→ **Passage for review**:
BEGIN

I use one in all of my tanks bigger than 20g. I am a huge fan. I never have ich or fungus or green water or pretty much any trouble. They are expensive to run 24 hours a day because of the UV bulb life, so I set mine on a timer. I consider it a key piece of equipment, especially for tanks with shrimps because you can treat a ton of problems with it and not have to use medications that could potentially harm your inverts/plants/fishes.


----------



## JEden8

wetworks said:


> I use one in all of my tanks bigger than 20g. I am a huge fan. I never have ich or fungus or green water or pretty much any trouble. They are expensive to run 24 hours a day because of the UV bulb life, so I set mine on a timer. I consider it a key piece of equipment, especially for tanks with shrimps because you can treat a ton of problems with it and not have to use medications that could potentially harm your inverts/plants/fishes.


Good to know! So what would you recommend for a 90 gallon tank? 25 watt or 18 watt? I was planning on only running it at night as I've read that it can mess with the fertilizers.


----------



## wkndracer

Understand what your actual flow rate will be through the unit and be clear about the dwell rating before buying.
How much room do you have to hide the unit? 
How much are you willing to spend?

lots of hype (and out right BS) and a bunch of companies making these units.

Dwell rate, (the time the water is exposed to the UV flowing through the sterilizer) being the most important (imo) to base unit sizing on. Bigger is not always better. And I do use UV units and not just throwing the post out here.
I went with the AquaUV classic w/wiper units even though they are bulky compared to many others and more expensive as well.
Depending on the flow rate you create plumbing the unit into the tank bacteria kill can be achieved with even the smaller 8w unit.

END

→ **Task requirements**:
1 > Reproduce part of the UV sterilizer discussion word for word, starting with "Understand what your" and going on through "willing to spend?".
2 > Resume the UV sterilizer discussion right after its last sentence.
The material after the UV sterilizer discussion comes from a separate source.

(Stored data entries)
BEGIN

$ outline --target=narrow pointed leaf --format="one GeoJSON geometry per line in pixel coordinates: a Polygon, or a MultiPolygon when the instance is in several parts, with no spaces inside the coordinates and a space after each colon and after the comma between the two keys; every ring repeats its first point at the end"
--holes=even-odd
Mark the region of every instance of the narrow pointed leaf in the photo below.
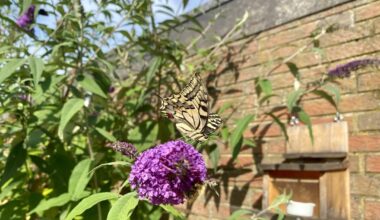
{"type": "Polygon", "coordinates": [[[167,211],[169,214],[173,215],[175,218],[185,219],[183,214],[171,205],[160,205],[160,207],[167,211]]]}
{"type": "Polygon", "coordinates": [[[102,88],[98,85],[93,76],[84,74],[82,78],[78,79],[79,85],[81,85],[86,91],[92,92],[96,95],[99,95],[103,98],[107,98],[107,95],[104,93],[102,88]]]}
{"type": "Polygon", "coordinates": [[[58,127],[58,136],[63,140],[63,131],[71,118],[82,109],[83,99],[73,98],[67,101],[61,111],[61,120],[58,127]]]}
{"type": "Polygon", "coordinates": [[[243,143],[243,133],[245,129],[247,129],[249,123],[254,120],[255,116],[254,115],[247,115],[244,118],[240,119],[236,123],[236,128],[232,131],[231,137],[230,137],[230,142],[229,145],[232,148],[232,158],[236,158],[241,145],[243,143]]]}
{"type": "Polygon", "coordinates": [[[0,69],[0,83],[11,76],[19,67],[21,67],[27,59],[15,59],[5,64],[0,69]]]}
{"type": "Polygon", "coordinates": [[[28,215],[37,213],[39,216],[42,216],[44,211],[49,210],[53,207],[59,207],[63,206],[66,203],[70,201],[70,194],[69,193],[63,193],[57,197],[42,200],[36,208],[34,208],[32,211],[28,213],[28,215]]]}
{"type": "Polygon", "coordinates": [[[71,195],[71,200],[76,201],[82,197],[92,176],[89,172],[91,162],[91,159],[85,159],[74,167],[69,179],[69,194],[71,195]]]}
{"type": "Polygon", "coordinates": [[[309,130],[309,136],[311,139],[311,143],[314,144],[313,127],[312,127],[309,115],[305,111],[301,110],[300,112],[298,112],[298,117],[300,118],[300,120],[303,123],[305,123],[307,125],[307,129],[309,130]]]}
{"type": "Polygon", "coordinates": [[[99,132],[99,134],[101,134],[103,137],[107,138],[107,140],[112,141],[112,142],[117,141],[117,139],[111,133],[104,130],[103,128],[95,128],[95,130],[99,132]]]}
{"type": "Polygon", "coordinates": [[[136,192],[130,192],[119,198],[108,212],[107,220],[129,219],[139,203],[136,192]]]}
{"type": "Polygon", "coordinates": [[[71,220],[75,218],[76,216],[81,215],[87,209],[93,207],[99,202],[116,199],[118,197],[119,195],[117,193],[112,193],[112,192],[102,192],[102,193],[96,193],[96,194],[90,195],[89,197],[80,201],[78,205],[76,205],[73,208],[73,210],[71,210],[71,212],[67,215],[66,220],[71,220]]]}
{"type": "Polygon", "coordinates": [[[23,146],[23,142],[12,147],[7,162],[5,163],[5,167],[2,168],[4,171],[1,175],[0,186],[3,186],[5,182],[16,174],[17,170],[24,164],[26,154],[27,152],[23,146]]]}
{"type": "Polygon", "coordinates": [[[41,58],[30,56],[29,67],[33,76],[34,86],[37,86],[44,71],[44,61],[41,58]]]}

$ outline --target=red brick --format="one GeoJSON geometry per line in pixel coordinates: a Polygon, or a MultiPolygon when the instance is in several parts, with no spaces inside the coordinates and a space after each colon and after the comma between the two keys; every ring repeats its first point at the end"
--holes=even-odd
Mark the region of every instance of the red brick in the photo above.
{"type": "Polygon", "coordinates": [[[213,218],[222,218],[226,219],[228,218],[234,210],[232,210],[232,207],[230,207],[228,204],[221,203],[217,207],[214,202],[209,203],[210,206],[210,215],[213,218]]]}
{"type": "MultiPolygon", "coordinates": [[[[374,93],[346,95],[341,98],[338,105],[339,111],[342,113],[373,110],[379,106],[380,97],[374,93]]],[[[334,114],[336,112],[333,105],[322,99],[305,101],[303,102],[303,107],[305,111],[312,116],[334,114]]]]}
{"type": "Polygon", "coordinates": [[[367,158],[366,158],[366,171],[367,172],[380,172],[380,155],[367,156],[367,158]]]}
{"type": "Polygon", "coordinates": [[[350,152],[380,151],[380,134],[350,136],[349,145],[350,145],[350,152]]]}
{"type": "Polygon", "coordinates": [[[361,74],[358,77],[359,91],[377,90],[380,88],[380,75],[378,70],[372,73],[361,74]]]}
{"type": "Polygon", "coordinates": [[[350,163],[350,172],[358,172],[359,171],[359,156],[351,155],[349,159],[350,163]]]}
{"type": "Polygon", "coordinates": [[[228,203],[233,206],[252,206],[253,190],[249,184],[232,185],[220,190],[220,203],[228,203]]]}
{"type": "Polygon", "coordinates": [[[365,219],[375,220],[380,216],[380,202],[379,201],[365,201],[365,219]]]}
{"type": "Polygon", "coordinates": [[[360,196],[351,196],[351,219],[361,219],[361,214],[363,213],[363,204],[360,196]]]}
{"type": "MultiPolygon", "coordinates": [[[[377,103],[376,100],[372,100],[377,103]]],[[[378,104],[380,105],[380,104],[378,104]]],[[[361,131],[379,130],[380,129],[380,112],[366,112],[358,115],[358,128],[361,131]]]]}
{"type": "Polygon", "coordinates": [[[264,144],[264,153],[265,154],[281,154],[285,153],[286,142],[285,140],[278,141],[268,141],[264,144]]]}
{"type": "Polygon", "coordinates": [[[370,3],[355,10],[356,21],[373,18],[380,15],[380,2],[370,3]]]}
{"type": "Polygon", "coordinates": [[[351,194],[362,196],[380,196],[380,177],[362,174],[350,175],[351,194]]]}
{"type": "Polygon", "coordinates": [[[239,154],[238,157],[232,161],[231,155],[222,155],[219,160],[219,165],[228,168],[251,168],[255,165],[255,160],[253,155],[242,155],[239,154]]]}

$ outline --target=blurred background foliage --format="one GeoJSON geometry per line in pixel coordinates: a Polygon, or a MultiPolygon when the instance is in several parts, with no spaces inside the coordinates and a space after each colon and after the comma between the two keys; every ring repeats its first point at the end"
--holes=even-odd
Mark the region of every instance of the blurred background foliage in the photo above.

END

→ **Answers per task**:
1 >
Understand what your actual flow rate will be through the unit and be clear about the dwell rating before buying.
How much room do you have to hide the unit? 
How much are you willing to spend?

2 >
8w, 0.48 amp draw @ 120vac, 5-200g pond, 642gph flow rate and it kills bugs
http://www.aquauv.com/instructions/ultravioletuvchart.pdf
http://www.aquauv.com/instructions/UVenergylevels.pdf


----------



## 5BodyBlade

I subscribe to the idea that keeping it on at all times creates a too sterile environment where any minor problem in the tank magnify into a deadlier problem than it should have been. Nice item to have on hand though and I will recommend it to anyone dealing with bacteria issues.
Agree 100% with wetworks on exspense. Bulbs are pricey and don't last that long.


----------



## Deahttub

I run an aqua classic 25 watt on my 125, and love it....The size of the UV is dependant on what you want to use it for and the amount of flow you have running through it... If you want it for full parasitic controll the recommended flow is 8 gallons per watt per hour.So, if you have a 25 watt, you dont want more than 200 GPH though it. If you want to stop green water, you can flow much more. I only run 200 gph through mine, and the fish look very healthy/happy....


----------



## Zefrik

I used one about a year ago on my old 55 planted tank when I had green water. It was one that was not supposed to be run 24/7 so it burned out quickly but it did a fantastic job. I have one on my pond though that runs spring, summer, and part of fall and I have never had clearer water. I use one periodically on my reef tank too, to help with disease. 

HTH :smile:


----------



## HypnoticAquatic

wkndracer said:


> Understand what your actual flow rate will be through the unit and be clear about the dwell rating before buying.
> How much room do you have to hide the unit?
> How much are you willing to spend?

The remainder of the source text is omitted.